▶ [To do]
**1)** Decide whether each statement agrees with the article about John Allsopp, answering yes or no and quoting the deciding words: (a) Allsopp helped found the Web Directions conference in 2004. (b) Allsopp gives his speech from behind the podium. (c) Style Master is CSS development software.
**2)** According to the article about John Allsopp, what is the name of Allsopp's company?
**3)** From the article about John Allsopp, quote the part that opens with the words containing "It’s 9AM on" and closes with "of its future.".

▶ [Text shown]
John Allsopp on IE9 as the new Web benchmark


It’s 9AM on a grey Sydney day, and most of the people in the room at a briefing about Microsoft’s Internet Explorer 9 browser, which launches today, appear to still be waking up, if their enthusiasm for quickfire doses of coffee is any indication.

But not John Allsopp. As the veteran Australian web developer stands up to speak at Microsoft’s launch, his eyes light up and he takes a deep breath to begin, brushing aside the podium conveniently set up in front of his audience of Microsoft staff and journalists. The piece of furniture would be an inhibitor, after all, to Allsopp’s natural energy — his arms waving around wildly and his eyes afire with passion as he talks about the history of the World Wide Web and his vision of its future.

“If you cast your mind back to the early 1990’s, the Web was a very simple thing,” the developer says, kicking off his speech by reminiscing about the “basic protocols and browsers” like the original Netscape Navigator that eventually grew to become the complex and interlocking software ecosystems we enjoy today.

“And yet, for some reason, it took off enormously.”

Allsopp has been following the Web on its developmental journey for the entire period of its existence. The developer is probably best known for the Web Directions conference he helped found in 2004 — which from its Australian roots has since grown into a global series of events spanning Sydney, the United States, Asia and even London. Each year in Sydney, the Web Directions South event brings scores of the nation’s most talented web developers together, acting as a hub for other mini-conference spokes to revolve around.

But he has also been engaged in a number of other initiatives. His company Western Civilisation focuses on software development and is particularly known for its CSS development software Style Master. Allsopp has also developed numerous other tools. Then there’s Scroll Magazine, a print and online journal for web professionals, a number of books on coding, training courses on web development … Allsopp’s resume is long. And he also claims the title of being the first to coin the phrase ‘Web 2.0’ — as well as being a surf lifesaver at Bondi Beach.

According to the developer, the history of the Web has to be understood in terms of the standards wars that have plagued it.

In the mid 1990’s, he says, browser manufacturers like Netscape and Microsoft realised that they could simply implement new features into their software, and web developers would start using them — despite a lack of commonality between rival browsers. Allsopp says this led to improvements in quality around what the Web was capable of delivering, such as Javascript, which fuels many of our modern Web applications. But it also led to fragmentation.

“You needed the latest version of Internet Explorer to do this, and Netscape to do that, and as a developer it was incredibly frustrating,” says Allsopp. “We got to this point in the mid to late 1990’s where it was an absolute disaster from a developer perspective.” The developer asks his audience to imagine what it was like trying to explain to their mother “why you had to get a particular browser to get to a particular site”.

▶ [Entries provided]
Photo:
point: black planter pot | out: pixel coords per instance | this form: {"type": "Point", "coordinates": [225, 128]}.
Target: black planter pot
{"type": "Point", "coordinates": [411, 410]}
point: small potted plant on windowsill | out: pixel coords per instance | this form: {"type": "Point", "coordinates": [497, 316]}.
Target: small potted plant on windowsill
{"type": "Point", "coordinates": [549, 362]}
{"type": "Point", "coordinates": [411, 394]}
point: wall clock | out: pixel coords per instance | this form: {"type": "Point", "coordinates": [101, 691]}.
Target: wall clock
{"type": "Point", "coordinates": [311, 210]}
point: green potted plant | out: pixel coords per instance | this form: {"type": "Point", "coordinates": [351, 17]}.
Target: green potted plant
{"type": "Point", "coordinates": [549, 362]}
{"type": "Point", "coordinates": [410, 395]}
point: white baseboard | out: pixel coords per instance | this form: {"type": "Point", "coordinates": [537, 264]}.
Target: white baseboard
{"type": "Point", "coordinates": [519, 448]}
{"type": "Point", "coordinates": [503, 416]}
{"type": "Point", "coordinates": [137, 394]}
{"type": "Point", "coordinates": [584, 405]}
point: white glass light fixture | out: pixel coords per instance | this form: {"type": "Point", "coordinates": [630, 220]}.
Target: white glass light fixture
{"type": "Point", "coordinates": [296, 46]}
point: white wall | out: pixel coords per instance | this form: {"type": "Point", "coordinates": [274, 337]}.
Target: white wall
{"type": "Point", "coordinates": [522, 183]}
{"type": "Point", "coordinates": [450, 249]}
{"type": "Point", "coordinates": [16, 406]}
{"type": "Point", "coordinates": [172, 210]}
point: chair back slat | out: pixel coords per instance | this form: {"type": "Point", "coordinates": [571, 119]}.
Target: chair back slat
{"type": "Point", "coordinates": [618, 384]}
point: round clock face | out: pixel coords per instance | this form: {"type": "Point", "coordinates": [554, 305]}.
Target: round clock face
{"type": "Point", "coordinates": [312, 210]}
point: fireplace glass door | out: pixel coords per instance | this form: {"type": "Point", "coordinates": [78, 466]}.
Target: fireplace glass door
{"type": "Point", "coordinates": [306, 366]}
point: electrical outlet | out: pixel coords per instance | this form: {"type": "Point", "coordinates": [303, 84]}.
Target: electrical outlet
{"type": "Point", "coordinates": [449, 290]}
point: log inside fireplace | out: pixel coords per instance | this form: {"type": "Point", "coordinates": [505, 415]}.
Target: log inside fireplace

▶ [Solutions to the exercise]
**1)**
(a) Yes: "the Web Directions conference he helped found in 2004"
(b) No: "brushing aside the podium conveniently set up in front of his audience of Microsoft staff and journalists"
(c) Yes: "particularly known for its CSS development software Style Master"

**2)** Western Civilisation.

**3)**
It’s 9AM on a grey Sydney day, and most of the people in the room at a briefing about Microsoft’s Internet Explorer 9 browser, which launches today, appear to still be waking up, if their enthusiasm for quickfire doses of coffee is any indication.

But not John Allsopp. As the veteran Australian web developer stands up to speak at Microsoft’s launch, his eyes light up and he takes a deep breath to begin, brushing aside the podium conveniently set up in front of his audience of Microsoft staff and journalists. The piece of furniture would be an inhibitor, after all, to Allsopp’s natural energy — his arms waving around wildly and his eyes afire with passion as he talks about the history of the World Wide Web and his vision of its future.